→ **Zu erledigende Aufgaben**:
1. Benenne im Text zum Erdgasmarkt „Erdgas“ in „Naturgas“ um und schreib den Abschnitt von „Die Belieferung von“ bis einschließlich „nicht aufzuklären hatte.“ neu auf.
2. Beantworte mithilfe des Textes zum Erdgasmarkt diese Fragen:
(a) Als was gelten Industrie- und Kraftwerkskunden?
(b) Wofür beziehen diese Kunden Erdgas?
(c) Über wessen Verhältnisse hatte das Bundeskartellamt nicht aufzuklären?

→ **Angezeigter Text**:
· · · ·

Die Belieferung von Industrie- und Kraftwerkskunden ist in den relevanten sachlichen Markt nicht einzubeziehen. Diese sind - wie die Haushalte und Gewerbekunden - Endverbraucher und keine Weiterverteiler. Industrie- und Kraftwerkskunden sind - wie Haushalts- und Kleingewerbekunden - Endverbraucher. Sie beziehen Erdgas zum Eigenbedarf. Absatzstrategien und Preisbildung für das von ihnen nachgefragte Erdgas unterliegen anderen als bei den Regional- und Ortsgasunternehmen vorherrschenden Bedingungen. Die Absatzmöglichkeiten ausländischer Anbieter bei regionalen Ferngasunternehmen (etwa der E...2 bei der G...) sind - entgegen der Auffassung der Betroffenen - für den sachlichen Markt der Belieferung von Regional- und Ortsgasunternehmen nicht von Bedeutung. Sie betreffen einen anderen sachlichen und räumlichen Markt, über dessen Verhältnisse das Bundeskartellamt nicht aufzuklären hatte.

· · · ·

→ **Bereitgestellte Daten**:
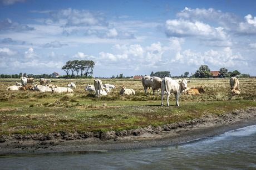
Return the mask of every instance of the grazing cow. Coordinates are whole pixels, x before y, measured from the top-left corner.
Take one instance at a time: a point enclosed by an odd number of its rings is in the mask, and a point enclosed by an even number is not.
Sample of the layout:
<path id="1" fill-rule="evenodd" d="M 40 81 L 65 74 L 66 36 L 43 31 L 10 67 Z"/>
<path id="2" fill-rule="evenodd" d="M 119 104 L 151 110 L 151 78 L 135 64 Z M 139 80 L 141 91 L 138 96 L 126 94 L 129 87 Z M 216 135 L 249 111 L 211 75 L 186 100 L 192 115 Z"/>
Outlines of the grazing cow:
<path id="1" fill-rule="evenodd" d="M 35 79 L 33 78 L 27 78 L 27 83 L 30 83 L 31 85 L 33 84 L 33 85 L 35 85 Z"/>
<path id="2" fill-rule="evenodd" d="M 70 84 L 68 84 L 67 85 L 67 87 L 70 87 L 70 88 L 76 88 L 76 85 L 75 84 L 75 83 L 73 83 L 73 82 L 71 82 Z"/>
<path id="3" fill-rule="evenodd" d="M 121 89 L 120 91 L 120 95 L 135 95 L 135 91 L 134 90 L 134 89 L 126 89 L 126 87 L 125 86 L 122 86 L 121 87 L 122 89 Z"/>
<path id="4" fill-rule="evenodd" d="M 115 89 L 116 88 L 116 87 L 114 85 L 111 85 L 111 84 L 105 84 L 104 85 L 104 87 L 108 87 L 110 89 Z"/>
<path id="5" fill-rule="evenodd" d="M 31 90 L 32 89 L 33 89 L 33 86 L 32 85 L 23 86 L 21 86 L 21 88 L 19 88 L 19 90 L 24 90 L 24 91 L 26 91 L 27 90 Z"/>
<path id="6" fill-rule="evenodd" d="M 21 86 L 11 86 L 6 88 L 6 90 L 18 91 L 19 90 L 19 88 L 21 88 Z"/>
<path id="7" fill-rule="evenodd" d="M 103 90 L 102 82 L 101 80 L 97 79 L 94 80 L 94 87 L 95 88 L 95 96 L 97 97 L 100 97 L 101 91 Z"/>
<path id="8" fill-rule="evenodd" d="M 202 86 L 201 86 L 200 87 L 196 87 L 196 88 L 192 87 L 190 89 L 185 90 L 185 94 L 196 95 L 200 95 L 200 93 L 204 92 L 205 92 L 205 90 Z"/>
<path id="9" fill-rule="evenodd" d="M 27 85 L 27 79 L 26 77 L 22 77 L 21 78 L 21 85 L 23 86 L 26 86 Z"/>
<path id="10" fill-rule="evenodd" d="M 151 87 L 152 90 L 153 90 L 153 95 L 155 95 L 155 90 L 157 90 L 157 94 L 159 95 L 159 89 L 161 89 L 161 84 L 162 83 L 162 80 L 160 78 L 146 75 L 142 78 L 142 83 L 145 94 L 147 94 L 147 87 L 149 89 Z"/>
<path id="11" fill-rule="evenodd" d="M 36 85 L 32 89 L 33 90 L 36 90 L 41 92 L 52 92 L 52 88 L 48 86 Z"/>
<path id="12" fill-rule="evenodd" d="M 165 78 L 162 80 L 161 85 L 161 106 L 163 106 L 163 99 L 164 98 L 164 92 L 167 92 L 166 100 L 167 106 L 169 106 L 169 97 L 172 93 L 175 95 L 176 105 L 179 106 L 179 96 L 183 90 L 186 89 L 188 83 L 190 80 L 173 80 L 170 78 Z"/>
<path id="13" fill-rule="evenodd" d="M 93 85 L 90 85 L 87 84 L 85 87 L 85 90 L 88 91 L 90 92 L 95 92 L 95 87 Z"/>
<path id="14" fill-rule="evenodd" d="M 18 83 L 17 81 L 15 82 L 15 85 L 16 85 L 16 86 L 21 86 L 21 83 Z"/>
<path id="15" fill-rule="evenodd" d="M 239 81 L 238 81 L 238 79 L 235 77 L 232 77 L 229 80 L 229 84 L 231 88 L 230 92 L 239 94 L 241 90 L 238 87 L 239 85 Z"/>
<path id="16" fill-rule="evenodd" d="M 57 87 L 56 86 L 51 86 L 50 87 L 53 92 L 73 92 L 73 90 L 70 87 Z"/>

· · · ·

→ **Gelöste Aufgaben**:
1.
Die Belieferung von Industrie- und Kraftwerkskunden ist in den relevanten sachlichen Markt nicht einzubeziehen. Diese sind - wie die Haushalte und Gewerbekunden - Endverbraucher und keine Weiterverteiler. Industrie- und Kraftwerkskunden sind - wie Haushalts- und Kleingewerbekunden - Endverbraucher. Sie beziehen Naturgas zum Eigenbedarf. Absatzstrategien und Preisbildung für das von ihnen nachgefragte Naturgas unterliegen anderen als bei den Regional- und Ortsgasunternehmen vorherrschenden Bedingungen. Die Absatzmöglichkeiten ausländischer Anbieter bei regionalen Ferngasunternehmen (etwa der E...2 bei der G...) sind - entgegen der Auffassung der Betroffenen - für den sachlichen Markt der Belieferung von Regional- und Ortsgasunternehmen nicht von Bedeutung. Sie betreffen einen anderen sachlichen und räumlichen Markt, über dessen Verhältnisse das Bundeskartellamt nicht aufzuklären hatte.

2.
(a) Als Endverbraucher und nicht als Weiterverteiler.
(b) Zum Eigenbedarf.
(c) Über die Verhältnisse eines anderen sachlichen und räumlichen Marktes.